§ **Given text**

■ ■ ■ ■ ■

The museum was founded in 1928 by zoologist Dr. Harold S. Colton and artist Mary-Russell Ferrell Colton from Philadelphia, Pennsylvania, and is dedicated to preserving the history and cultures of northern Arizona and the Colorado Plateau.
History
"Someone ought to tell the world about it," wrote Harold Sellers Colton and Frank E. Baxter in a 1932 guide for the northern Arizona traveler. They eloquently described the wonders of the vast region—colors to delight the artist, Native American peoples to engage the anthropologist, traces of human occupation to occupy the archaeologist, an open textbook for the geologist, plants and wildlife to intrigue the biologist and botanist—in short, an area abundant with treasures to delight both scientist and visitor. The authors were reiterating what had already been stated—northern Arizona and the Colorado Plateau were definitely worth exploring.

■ ■ ■ ■ ■

§ **Dataset extract**
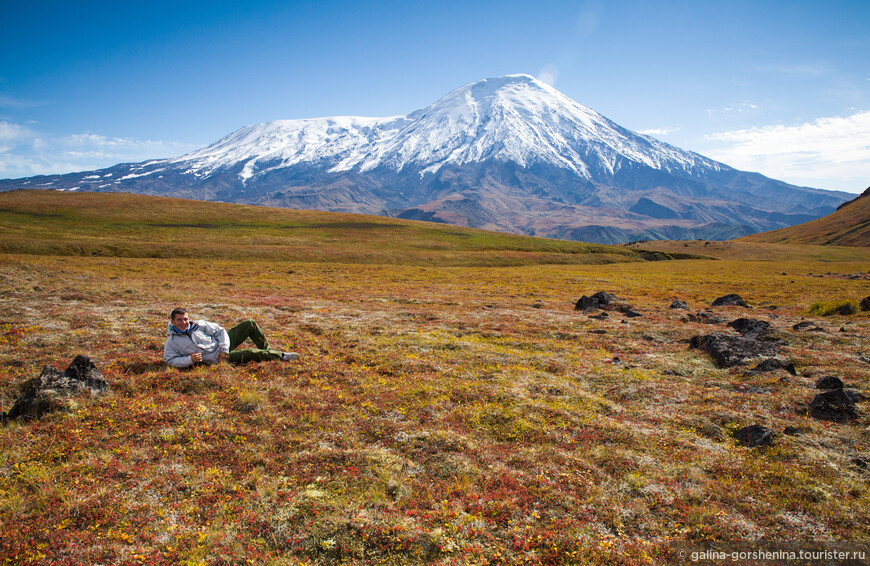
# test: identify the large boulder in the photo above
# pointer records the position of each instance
(730, 351)
(54, 389)
(750, 327)
(597, 301)
(730, 300)
(772, 364)
(829, 382)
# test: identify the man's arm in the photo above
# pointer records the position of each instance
(174, 358)
(219, 333)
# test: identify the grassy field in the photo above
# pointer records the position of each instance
(848, 226)
(449, 406)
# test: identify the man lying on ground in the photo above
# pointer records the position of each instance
(193, 342)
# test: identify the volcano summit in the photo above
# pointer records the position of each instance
(510, 154)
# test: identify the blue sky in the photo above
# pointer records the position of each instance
(779, 87)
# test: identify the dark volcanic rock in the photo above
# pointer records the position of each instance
(750, 327)
(774, 364)
(730, 351)
(846, 310)
(597, 301)
(833, 405)
(730, 300)
(53, 389)
(755, 435)
(705, 317)
(829, 382)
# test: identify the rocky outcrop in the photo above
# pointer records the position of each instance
(730, 351)
(730, 300)
(54, 390)
(750, 327)
(599, 300)
(755, 435)
(834, 405)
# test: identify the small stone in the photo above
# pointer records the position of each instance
(829, 382)
(833, 405)
(772, 364)
(750, 327)
(846, 310)
(755, 435)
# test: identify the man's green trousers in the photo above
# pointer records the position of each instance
(250, 329)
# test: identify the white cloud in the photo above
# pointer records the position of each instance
(657, 131)
(829, 152)
(732, 108)
(25, 152)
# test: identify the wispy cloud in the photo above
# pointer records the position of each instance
(25, 152)
(732, 108)
(822, 151)
(658, 131)
(7, 101)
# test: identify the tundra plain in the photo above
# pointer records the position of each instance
(450, 405)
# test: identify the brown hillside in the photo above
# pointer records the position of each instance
(848, 226)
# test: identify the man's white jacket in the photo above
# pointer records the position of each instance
(207, 338)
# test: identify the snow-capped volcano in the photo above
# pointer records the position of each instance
(511, 119)
(509, 153)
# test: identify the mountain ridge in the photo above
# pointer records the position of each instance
(510, 154)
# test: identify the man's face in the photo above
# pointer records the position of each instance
(181, 321)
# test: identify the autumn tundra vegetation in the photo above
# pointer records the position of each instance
(451, 404)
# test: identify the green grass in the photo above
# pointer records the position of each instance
(122, 225)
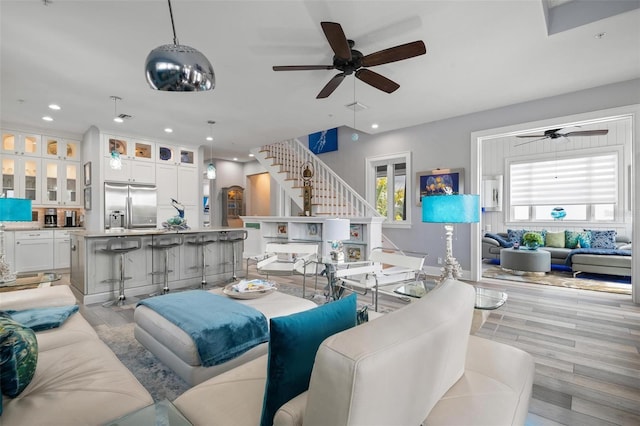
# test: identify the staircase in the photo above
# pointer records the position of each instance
(331, 196)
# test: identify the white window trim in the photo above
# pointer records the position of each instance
(370, 179)
(620, 204)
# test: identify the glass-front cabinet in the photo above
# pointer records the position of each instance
(17, 143)
(168, 154)
(20, 177)
(61, 149)
(61, 183)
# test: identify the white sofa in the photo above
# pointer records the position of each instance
(78, 379)
(417, 365)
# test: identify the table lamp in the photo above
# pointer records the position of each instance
(450, 209)
(335, 231)
(11, 210)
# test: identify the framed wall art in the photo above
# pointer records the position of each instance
(439, 181)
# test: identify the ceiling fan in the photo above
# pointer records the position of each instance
(348, 61)
(562, 133)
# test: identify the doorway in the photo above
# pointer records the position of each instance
(258, 202)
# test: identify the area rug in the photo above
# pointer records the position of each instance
(558, 279)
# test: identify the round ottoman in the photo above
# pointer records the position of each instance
(525, 260)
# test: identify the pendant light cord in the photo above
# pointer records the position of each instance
(175, 38)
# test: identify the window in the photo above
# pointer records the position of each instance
(388, 186)
(585, 186)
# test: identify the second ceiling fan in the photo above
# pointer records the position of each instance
(349, 61)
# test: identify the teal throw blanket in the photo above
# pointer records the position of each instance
(39, 319)
(221, 328)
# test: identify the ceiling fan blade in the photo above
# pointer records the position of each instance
(302, 67)
(376, 80)
(337, 40)
(393, 54)
(535, 140)
(586, 133)
(331, 86)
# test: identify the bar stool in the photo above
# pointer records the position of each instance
(202, 241)
(121, 246)
(232, 237)
(165, 243)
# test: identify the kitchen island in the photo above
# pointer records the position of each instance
(94, 272)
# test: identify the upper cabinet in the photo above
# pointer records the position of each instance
(169, 154)
(129, 149)
(61, 149)
(19, 143)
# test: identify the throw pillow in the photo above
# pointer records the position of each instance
(293, 344)
(18, 355)
(515, 235)
(603, 239)
(555, 239)
(572, 239)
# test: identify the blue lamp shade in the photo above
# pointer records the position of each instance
(15, 210)
(461, 208)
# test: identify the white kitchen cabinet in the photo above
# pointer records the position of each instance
(21, 177)
(61, 149)
(33, 250)
(20, 143)
(132, 172)
(62, 249)
(61, 183)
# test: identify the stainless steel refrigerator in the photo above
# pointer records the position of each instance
(129, 205)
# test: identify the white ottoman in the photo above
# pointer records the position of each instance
(176, 349)
(525, 260)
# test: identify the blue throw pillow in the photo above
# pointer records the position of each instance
(500, 240)
(293, 344)
(515, 235)
(18, 355)
(602, 239)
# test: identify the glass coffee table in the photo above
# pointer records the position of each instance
(162, 413)
(486, 299)
(30, 280)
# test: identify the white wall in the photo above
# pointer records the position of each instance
(445, 144)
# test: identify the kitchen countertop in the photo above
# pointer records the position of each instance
(149, 231)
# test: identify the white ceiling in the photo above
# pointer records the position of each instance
(480, 55)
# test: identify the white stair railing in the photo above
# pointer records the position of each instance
(331, 195)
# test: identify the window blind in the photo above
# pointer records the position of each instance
(582, 180)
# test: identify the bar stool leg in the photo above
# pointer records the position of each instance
(121, 296)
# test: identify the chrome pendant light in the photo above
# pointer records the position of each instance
(178, 68)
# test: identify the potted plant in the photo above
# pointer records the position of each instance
(532, 240)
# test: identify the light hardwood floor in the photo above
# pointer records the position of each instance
(586, 347)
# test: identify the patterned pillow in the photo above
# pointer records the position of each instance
(18, 355)
(555, 239)
(603, 239)
(573, 239)
(515, 235)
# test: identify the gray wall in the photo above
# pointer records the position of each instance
(445, 144)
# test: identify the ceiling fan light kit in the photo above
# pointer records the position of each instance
(178, 68)
(350, 61)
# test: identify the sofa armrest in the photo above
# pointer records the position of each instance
(491, 241)
(57, 295)
(291, 413)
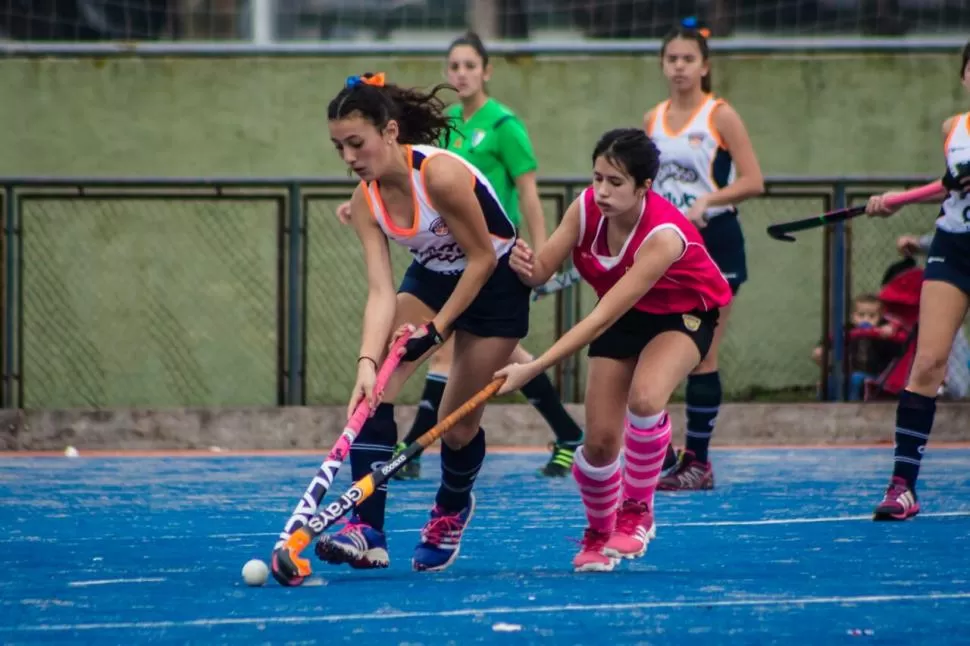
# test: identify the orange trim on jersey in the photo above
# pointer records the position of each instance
(416, 210)
(953, 129)
(370, 205)
(653, 119)
(710, 126)
(424, 182)
(697, 111)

■ ■ ■ ■ ■

From the museum text above, set down everything from "The museum was" down to "the Colorado Plateau.", word for word.

The museum was founded in 1928 by zoologist Dr. Harold S. Colton and artist Mary-Russell Ferrell Colton from Philadelphia, Pennsylvania, and is dedicated to preserving the history and cultures of northern Arizona and the Colorado Plateau.